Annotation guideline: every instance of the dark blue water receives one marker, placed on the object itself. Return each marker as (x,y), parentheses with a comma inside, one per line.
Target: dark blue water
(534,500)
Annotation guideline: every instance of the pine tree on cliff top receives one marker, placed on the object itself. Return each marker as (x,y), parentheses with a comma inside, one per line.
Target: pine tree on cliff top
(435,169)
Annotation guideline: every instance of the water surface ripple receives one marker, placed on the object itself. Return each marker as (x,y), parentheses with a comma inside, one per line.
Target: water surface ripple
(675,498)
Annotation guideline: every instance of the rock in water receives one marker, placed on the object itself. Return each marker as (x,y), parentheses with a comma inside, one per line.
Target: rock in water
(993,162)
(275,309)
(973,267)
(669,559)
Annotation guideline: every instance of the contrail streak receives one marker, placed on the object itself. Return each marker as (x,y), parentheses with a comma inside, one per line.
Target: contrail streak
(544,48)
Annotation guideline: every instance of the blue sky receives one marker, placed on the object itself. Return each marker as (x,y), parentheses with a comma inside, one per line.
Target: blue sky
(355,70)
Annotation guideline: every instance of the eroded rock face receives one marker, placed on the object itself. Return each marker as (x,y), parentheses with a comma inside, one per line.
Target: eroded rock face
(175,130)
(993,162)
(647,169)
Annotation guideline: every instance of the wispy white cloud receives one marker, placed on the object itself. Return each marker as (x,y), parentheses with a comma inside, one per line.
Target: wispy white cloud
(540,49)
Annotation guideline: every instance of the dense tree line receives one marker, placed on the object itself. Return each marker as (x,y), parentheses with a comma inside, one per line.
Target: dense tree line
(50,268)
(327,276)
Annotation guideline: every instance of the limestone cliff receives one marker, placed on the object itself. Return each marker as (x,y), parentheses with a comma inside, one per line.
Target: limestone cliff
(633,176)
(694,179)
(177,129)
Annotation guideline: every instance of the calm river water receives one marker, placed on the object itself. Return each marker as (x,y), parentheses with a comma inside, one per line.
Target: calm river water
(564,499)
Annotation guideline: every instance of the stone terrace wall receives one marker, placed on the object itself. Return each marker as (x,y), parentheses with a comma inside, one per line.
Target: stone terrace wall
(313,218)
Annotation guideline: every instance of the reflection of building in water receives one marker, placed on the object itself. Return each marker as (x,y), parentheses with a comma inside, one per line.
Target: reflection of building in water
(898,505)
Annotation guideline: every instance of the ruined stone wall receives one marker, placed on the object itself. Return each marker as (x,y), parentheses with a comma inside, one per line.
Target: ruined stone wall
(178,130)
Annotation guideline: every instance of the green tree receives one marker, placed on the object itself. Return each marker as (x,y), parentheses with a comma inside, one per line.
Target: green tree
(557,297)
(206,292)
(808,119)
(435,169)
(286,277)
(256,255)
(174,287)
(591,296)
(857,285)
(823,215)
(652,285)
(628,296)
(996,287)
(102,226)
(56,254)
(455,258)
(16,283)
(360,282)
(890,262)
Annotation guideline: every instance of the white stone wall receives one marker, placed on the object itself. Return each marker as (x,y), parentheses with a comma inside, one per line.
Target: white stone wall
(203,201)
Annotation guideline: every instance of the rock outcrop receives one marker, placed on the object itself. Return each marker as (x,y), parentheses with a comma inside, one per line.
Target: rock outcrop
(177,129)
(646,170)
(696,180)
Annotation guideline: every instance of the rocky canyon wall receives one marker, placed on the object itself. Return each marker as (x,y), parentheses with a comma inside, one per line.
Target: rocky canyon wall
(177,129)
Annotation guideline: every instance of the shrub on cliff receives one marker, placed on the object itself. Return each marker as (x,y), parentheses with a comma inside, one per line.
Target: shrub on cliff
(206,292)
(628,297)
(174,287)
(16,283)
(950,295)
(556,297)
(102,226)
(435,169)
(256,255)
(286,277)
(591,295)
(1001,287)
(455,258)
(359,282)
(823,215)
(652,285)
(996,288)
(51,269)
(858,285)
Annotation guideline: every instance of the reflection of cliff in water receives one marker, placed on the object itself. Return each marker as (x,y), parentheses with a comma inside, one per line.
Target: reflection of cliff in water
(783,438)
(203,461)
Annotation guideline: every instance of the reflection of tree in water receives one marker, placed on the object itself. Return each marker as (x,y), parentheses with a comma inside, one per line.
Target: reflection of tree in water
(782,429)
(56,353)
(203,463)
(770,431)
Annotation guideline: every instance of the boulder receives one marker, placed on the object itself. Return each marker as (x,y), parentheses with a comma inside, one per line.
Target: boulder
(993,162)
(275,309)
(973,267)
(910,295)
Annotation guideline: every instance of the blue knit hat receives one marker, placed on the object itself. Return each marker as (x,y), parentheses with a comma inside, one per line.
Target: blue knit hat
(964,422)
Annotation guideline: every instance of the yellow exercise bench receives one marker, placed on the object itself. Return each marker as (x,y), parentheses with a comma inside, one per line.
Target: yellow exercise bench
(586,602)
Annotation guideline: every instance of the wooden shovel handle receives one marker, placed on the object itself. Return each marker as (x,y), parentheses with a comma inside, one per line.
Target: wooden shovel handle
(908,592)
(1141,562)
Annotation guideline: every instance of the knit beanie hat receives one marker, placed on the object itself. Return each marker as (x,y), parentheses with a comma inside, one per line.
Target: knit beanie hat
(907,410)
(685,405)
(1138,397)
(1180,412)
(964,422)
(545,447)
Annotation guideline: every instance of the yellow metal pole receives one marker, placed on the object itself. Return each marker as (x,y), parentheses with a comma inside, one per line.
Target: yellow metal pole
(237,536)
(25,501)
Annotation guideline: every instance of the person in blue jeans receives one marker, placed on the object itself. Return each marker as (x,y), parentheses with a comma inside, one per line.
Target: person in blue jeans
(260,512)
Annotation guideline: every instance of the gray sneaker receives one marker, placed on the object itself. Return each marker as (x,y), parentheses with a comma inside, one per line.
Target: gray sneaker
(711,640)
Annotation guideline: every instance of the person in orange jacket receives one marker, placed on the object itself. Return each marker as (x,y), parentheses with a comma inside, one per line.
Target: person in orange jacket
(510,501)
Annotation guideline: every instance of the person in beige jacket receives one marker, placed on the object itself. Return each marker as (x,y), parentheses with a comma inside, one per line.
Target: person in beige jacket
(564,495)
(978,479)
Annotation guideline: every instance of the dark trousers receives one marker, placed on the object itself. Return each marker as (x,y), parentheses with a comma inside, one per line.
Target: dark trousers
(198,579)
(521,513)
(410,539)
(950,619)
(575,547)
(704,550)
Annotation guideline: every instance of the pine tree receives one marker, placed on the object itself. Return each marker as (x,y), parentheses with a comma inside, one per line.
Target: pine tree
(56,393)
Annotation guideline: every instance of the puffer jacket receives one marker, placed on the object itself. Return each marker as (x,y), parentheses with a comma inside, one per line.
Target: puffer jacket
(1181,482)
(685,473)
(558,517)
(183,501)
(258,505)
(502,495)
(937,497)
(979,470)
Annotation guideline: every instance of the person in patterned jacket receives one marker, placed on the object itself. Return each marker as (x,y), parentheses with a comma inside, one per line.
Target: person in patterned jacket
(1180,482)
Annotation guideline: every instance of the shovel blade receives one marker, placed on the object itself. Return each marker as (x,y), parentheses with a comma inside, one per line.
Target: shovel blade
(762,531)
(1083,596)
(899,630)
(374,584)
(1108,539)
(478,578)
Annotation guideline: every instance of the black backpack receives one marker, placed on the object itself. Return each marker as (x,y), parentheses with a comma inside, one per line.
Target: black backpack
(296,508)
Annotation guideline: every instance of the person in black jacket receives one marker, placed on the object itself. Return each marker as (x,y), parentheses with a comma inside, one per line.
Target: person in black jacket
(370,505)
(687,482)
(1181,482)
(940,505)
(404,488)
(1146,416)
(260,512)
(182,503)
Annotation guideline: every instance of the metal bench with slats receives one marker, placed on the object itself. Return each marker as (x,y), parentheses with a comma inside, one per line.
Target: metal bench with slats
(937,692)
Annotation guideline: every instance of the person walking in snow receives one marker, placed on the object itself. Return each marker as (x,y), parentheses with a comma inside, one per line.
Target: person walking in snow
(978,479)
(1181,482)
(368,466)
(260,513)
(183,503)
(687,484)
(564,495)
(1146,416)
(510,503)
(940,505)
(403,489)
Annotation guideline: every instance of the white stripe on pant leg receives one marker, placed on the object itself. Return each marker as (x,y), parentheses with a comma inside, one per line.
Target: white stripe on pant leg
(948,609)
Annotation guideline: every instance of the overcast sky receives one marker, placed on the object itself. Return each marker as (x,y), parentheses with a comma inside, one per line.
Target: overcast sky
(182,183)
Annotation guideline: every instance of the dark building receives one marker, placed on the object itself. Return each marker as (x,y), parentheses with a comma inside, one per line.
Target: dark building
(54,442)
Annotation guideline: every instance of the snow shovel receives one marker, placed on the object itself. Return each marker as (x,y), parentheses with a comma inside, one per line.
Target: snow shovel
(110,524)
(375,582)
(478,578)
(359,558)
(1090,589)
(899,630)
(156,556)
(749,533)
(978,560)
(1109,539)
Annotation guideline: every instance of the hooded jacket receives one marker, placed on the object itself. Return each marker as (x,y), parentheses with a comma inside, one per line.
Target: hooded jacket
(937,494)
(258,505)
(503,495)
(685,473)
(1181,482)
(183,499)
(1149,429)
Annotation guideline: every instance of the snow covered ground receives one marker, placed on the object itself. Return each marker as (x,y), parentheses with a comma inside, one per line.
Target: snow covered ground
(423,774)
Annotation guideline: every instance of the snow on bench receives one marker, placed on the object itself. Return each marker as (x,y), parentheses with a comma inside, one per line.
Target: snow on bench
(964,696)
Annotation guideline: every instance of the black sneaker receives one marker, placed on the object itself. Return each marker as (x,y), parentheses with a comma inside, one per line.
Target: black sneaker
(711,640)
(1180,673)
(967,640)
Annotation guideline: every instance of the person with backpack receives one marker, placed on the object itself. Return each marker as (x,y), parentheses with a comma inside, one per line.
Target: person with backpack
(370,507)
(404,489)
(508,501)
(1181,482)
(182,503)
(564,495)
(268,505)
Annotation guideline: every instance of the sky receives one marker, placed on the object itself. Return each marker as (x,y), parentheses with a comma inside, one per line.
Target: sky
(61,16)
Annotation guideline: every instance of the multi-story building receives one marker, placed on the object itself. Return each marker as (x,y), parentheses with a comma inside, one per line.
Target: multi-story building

What you are asked to do: Output an exact copy of the lines beginning at the one that holds "Annotation guideline: every instance of the snow on" and running through the final line of the records.

Result:
Annotation guideline: every instance of the snow on bench receives one marker, placed on the object itself. Return each marker as (x,y), parentheses with a comma inside, one per line.
Target: snow on bench
(964,696)
Annotation guideline: every instance of the black sneaker receives one marker, placed on the object itself. Return each marker as (x,y), parentheses with a comma inside, one per line.
Target: black sneaker
(711,640)
(1180,673)
(967,640)
Annotation guideline: every instance of the person with backpack receives one marker, placed on the object itself. Return each marker as (x,y), parentheses with a comma inside, one per line.
Target: person with backpack
(370,507)
(404,489)
(508,501)
(1181,482)
(182,503)
(564,495)
(268,505)
Annotation guideline: every instance of the sky receives one marker, placed on the object itself. Return each marker as (x,y), parentheses with a comma inside, one per line.
Target: sky
(61,16)
Annotation guideline: every instance of the multi-story building receives one marker, placed on the object itself. Return each marker as (x,y), parentheses with a comma inside, one per line.
Target: multi-story building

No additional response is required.